▶ _Stated task_:
Tally how many lines in the entries below contain the string "stone", and give only that number.
---- Extracted data
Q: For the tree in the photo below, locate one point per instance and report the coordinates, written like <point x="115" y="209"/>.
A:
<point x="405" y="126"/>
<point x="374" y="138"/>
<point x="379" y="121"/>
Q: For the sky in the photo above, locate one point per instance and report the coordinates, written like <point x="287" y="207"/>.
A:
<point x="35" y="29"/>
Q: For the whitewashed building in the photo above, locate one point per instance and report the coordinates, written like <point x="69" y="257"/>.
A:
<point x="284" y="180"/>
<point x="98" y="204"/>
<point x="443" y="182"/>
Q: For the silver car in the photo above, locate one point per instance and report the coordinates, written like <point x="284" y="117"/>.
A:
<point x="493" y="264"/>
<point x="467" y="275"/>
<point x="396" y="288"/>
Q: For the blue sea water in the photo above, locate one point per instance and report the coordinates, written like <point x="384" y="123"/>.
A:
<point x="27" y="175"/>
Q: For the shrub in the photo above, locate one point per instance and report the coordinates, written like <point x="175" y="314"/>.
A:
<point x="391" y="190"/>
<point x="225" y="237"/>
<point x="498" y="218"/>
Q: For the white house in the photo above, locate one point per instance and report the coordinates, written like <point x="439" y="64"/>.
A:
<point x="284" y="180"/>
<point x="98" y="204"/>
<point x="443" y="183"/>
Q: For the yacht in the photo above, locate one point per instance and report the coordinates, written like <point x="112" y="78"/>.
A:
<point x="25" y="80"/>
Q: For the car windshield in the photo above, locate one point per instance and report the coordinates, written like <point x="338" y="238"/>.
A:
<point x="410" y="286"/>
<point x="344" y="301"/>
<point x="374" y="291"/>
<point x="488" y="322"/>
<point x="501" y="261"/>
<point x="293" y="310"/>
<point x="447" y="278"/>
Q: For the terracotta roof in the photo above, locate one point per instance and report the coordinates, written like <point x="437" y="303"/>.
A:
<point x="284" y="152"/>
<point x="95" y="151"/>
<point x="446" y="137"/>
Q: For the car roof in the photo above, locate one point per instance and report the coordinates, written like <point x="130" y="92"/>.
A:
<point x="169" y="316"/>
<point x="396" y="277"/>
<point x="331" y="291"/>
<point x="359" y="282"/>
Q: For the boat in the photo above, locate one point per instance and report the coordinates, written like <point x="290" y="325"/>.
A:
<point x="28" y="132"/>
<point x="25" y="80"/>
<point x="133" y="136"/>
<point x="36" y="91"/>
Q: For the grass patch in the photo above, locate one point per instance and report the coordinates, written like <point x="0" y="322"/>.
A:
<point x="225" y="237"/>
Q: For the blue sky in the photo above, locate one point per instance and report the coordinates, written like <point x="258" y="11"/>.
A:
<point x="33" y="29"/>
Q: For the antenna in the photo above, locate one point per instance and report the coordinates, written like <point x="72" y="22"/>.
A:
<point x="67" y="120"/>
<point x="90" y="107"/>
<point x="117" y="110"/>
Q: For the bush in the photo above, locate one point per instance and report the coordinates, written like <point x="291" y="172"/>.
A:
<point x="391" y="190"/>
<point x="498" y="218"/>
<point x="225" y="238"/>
--------
---- Extracted data
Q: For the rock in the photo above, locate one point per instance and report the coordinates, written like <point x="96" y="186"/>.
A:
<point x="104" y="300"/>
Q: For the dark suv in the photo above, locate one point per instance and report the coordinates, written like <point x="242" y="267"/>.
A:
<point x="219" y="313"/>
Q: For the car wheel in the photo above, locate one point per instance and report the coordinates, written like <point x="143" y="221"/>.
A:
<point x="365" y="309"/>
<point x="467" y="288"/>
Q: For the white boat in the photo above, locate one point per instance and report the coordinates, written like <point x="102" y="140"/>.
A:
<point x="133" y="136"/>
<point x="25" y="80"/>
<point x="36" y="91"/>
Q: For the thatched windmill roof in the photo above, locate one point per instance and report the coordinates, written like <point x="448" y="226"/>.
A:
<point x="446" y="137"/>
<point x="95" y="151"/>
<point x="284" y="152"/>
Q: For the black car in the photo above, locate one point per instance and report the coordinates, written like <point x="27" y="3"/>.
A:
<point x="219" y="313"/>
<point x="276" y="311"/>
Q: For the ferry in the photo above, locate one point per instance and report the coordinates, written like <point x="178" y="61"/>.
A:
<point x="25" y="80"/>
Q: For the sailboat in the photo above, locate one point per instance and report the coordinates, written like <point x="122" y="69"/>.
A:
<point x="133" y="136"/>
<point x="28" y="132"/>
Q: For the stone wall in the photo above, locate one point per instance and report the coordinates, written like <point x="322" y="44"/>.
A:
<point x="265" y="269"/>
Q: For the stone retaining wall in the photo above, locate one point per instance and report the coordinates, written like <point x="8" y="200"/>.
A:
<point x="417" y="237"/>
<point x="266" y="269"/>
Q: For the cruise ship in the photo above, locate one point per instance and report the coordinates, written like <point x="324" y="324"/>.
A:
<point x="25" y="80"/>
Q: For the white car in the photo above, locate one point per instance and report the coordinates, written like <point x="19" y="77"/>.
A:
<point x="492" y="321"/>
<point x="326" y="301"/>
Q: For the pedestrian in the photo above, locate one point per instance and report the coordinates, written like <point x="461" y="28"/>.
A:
--------
---- Extracted data
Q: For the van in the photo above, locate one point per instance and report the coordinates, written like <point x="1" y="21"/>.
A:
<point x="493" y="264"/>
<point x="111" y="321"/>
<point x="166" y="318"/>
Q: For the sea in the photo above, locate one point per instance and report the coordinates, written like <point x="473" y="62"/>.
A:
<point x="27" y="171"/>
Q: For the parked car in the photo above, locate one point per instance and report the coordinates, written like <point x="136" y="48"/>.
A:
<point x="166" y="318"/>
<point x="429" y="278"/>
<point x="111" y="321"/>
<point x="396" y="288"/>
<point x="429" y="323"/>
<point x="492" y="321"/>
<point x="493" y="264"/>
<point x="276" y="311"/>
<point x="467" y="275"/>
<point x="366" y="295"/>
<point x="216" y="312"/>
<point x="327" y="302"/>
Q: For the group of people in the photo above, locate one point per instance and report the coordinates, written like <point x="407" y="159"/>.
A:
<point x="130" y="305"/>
--------
▶ _Correct response_:
2